Start of Input data

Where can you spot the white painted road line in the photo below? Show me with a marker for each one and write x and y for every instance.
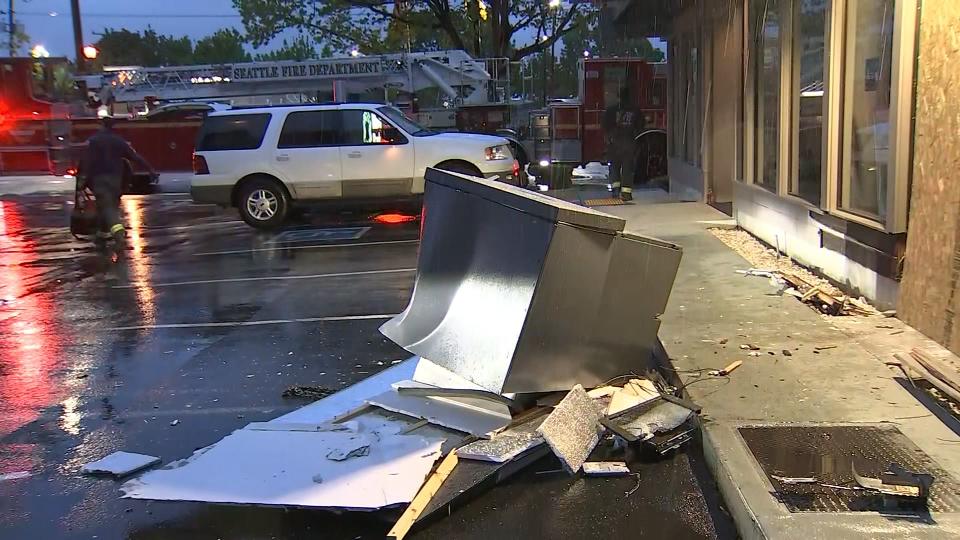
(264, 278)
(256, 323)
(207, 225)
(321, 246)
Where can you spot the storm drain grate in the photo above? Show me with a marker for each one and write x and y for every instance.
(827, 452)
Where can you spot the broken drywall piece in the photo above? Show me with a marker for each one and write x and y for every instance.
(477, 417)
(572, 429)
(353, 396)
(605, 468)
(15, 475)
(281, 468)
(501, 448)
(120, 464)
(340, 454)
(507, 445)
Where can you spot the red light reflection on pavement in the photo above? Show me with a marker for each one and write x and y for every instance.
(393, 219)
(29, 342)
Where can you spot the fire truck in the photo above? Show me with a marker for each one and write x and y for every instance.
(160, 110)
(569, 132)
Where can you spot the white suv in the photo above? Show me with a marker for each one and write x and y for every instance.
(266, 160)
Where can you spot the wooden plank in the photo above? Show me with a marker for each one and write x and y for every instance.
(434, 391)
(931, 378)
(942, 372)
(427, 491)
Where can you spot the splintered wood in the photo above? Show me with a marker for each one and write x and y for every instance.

End of Input data

▶ [What to produce]:
Copy the rows above word for word, and omit the picture from your copy.

▶ [Exercise answer]:
Where can you spot the white painted road line in the photo below? Show me with a marker for each one and write x and y for every instance.
(264, 278)
(256, 323)
(207, 225)
(321, 246)
Where can you spot the storm drain grate in the photo above? Show me with a marker for each one and write x and y for every instance.
(827, 452)
Where can you spot the broken drywall piece in the photo above? Show me with a marker for each one and write x and y for every instance.
(477, 417)
(572, 429)
(353, 396)
(605, 468)
(15, 475)
(281, 468)
(501, 448)
(120, 464)
(340, 454)
(507, 445)
Where can you spot the red light reflection on pavement in the photo above? Show me with a marker for each one and write x and y for every instance.
(393, 219)
(29, 342)
Where can you spot the fire truck in the photo above? Show me with a marker for each one and write x and y for every instance.
(160, 110)
(569, 132)
Where can you spot the white suv in the photo above? Show me with a marker for each one and write x and y for every instance.
(266, 160)
Where can you spot the wooden plank in the photo above? Show me with a marker for each one and write x and y for every instance.
(434, 391)
(931, 378)
(942, 372)
(427, 491)
Where can you spot the splintered wood in the photo above? Show me with a marker for each one and write x and y for every instance.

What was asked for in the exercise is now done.